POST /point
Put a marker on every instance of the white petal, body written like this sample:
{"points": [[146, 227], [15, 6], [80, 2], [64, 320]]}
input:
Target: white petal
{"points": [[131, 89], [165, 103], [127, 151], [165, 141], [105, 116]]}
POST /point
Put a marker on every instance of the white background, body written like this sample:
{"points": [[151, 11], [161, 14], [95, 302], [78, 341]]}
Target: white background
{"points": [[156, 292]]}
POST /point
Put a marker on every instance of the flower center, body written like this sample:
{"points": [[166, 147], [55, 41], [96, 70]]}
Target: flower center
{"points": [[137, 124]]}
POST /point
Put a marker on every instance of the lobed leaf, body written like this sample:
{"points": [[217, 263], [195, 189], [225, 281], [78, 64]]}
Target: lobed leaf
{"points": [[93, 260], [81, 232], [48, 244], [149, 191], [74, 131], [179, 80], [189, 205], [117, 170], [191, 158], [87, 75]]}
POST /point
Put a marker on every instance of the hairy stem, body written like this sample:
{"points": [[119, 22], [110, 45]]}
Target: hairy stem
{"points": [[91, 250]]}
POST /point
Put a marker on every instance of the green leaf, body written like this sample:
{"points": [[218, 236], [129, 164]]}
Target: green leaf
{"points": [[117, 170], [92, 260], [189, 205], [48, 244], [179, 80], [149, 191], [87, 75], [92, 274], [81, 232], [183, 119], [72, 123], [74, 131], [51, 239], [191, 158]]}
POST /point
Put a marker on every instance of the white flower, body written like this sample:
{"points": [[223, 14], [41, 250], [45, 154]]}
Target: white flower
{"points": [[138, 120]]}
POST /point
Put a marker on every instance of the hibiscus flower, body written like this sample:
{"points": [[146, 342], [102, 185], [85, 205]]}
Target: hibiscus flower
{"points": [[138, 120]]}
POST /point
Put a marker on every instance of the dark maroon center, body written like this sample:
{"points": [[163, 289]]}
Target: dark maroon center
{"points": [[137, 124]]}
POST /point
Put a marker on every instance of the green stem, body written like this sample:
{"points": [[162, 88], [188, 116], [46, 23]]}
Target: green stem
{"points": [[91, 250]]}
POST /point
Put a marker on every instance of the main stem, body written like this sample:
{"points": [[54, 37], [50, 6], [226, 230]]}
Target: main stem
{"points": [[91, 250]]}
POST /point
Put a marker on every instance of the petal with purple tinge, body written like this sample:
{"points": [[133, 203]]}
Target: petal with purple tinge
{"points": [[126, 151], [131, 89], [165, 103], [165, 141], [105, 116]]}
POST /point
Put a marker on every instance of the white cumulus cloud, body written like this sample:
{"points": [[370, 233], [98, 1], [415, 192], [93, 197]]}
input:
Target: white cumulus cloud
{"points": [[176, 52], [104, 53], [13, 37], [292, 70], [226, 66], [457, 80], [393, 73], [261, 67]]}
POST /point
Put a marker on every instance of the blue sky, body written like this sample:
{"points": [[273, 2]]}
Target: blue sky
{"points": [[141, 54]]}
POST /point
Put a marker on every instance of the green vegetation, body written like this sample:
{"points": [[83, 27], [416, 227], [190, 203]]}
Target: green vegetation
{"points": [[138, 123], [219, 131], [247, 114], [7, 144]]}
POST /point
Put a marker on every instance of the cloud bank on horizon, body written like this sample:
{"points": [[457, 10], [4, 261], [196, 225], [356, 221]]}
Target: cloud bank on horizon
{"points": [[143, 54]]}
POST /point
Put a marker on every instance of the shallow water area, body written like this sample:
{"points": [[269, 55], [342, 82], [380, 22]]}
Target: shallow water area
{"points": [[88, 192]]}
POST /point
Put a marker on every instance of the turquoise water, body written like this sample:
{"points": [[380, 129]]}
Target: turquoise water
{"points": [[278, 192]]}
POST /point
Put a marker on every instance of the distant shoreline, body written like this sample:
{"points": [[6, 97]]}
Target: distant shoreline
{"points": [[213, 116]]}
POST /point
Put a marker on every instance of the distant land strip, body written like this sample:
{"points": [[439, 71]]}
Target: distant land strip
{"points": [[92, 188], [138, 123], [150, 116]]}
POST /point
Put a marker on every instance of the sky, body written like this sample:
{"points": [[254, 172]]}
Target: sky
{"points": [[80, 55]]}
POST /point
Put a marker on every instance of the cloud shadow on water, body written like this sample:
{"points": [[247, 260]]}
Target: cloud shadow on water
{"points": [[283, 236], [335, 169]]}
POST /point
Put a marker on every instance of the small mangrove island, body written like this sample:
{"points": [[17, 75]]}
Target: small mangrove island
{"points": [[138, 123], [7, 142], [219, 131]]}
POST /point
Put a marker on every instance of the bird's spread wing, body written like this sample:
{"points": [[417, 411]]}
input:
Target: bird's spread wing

* * *

### Objective
Copy each entry exactly, with nothing added or dropped.

### Written answer
POST /point
Put a marker on every instance of the white petal, body written like this sample:
{"points": [[146, 227], [15, 6], [80, 2], [64, 320]]}
input:
Target: white petal
{"points": [[131, 89], [165, 103], [127, 151], [165, 141], [105, 116]]}
POST /point
Put a marker on every instance of the white background, body written like this sample:
{"points": [[151, 11], [161, 14], [95, 302], [78, 341]]}
Target: white background
{"points": [[156, 292]]}
POST /point
Put a marker on every instance of the flower center, body written like this sample:
{"points": [[166, 147], [55, 41], [96, 70]]}
Target: flower center
{"points": [[137, 124]]}
POST /point
Put a marker on every instance of the lobed leaf, body written like this sample:
{"points": [[217, 263], [195, 189], [225, 281], [78, 64]]}
Target: lobed leaf
{"points": [[93, 260], [81, 232], [48, 244], [149, 191], [74, 131], [179, 80], [189, 205], [117, 170], [191, 158], [87, 75]]}
POST /point
Put a marker on every instance of the hairy stem, body written like this sample:
{"points": [[119, 22], [110, 45]]}
Target: hairy stem
{"points": [[91, 250]]}
POST /point
Put a marker on every instance of the green leaf, body written like this sample:
{"points": [[218, 236], [129, 164]]}
Target: green leaf
{"points": [[117, 170], [92, 260], [189, 205], [48, 244], [179, 80], [149, 191], [87, 75], [92, 274], [81, 232], [183, 119], [72, 123], [74, 131], [51, 239], [191, 158]]}
POST /point
Put a marker on every instance of the white flower, body written like this sample:
{"points": [[223, 14], [41, 250], [45, 154]]}
Target: white flower
{"points": [[138, 120]]}
POST /point
Put a marker on every instance of the hibiscus flower, body written like this sample:
{"points": [[146, 342], [102, 185], [85, 205]]}
Target: hibiscus flower
{"points": [[138, 120]]}
POST /point
Put a marker on every instance of the dark maroon center, body written like this sample:
{"points": [[163, 289]]}
Target: dark maroon center
{"points": [[137, 124]]}
POST /point
Put a marker on every instance of the green stem, body written like this sample:
{"points": [[162, 88], [188, 116], [46, 23]]}
Target: green stem
{"points": [[91, 250]]}
POST /point
Put a marker on every instance of the main stem, body written like this sample:
{"points": [[54, 37], [50, 6], [226, 230]]}
Target: main stem
{"points": [[91, 250]]}
POST /point
Put a marker on every instance of the petal with purple tinge, body written like this sample:
{"points": [[133, 203]]}
Target: petal with purple tinge
{"points": [[126, 151], [131, 89], [165, 103], [165, 141], [105, 116]]}
POST /point
Put a marker on every instance of the white cumulus cloud, body written like this sample:
{"points": [[370, 233], [98, 1], [415, 192], [93, 197]]}
input:
Target: white cumulus cloud
{"points": [[176, 52], [104, 53], [13, 37], [292, 70], [226, 66], [457, 80], [393, 73], [261, 67]]}
POST /point
Put a marker on every instance of the blue sky, body written like this sample:
{"points": [[273, 2]]}
Target: blue sky
{"points": [[141, 54]]}
POST /point
Put a marker on every instance of the green vegetation, body written like this sample:
{"points": [[83, 27], [416, 227], [190, 203]]}
Target: green vegetation
{"points": [[138, 123], [219, 131], [247, 114], [7, 144]]}
POST /point
Put a marker on every instance of the cloud bank on horizon, body written like this sample:
{"points": [[457, 10], [4, 261], [196, 225], [356, 221]]}
Target: cloud bank on horizon
{"points": [[143, 54]]}
POST /point
Put a marker on every instance of the shallow water area, body written like this sample:
{"points": [[269, 55], [342, 82], [380, 22]]}
Target: shallow water area
{"points": [[88, 192]]}
POST /point
Put a marker on every instance of the turquoise water, body written like this sample:
{"points": [[380, 129]]}
Target: turquoise water
{"points": [[278, 192]]}
POST /point
Put a marker on every instance of the distant shoreline, body written like this sample:
{"points": [[6, 97]]}
Target: distant shoreline
{"points": [[213, 116]]}
POST /point
Put a marker on every instance of the distant land strip, body written like this sample:
{"points": [[439, 71]]}
Target: distant land strip
{"points": [[92, 188], [138, 123], [150, 116]]}
POST /point
Put a marker on every instance of the sky, body written like this sample:
{"points": [[254, 172]]}
Target: sky
{"points": [[80, 55]]}
POST /point
Put a marker on every instance of the cloud shadow on water, body written like this sample:
{"points": [[247, 260]]}
Target: cloud shadow on water
{"points": [[283, 236], [335, 169]]}
POST /point
Put a marker on every instance of the small mangrove island, body written like this sample:
{"points": [[17, 75]]}
Target: small mangrove island
{"points": [[138, 123], [7, 142], [219, 131]]}
POST /point
Put a marker on every instance of the bird's spread wing, body written like this sample:
{"points": [[417, 411]]}
input:
Target: bird's spread wing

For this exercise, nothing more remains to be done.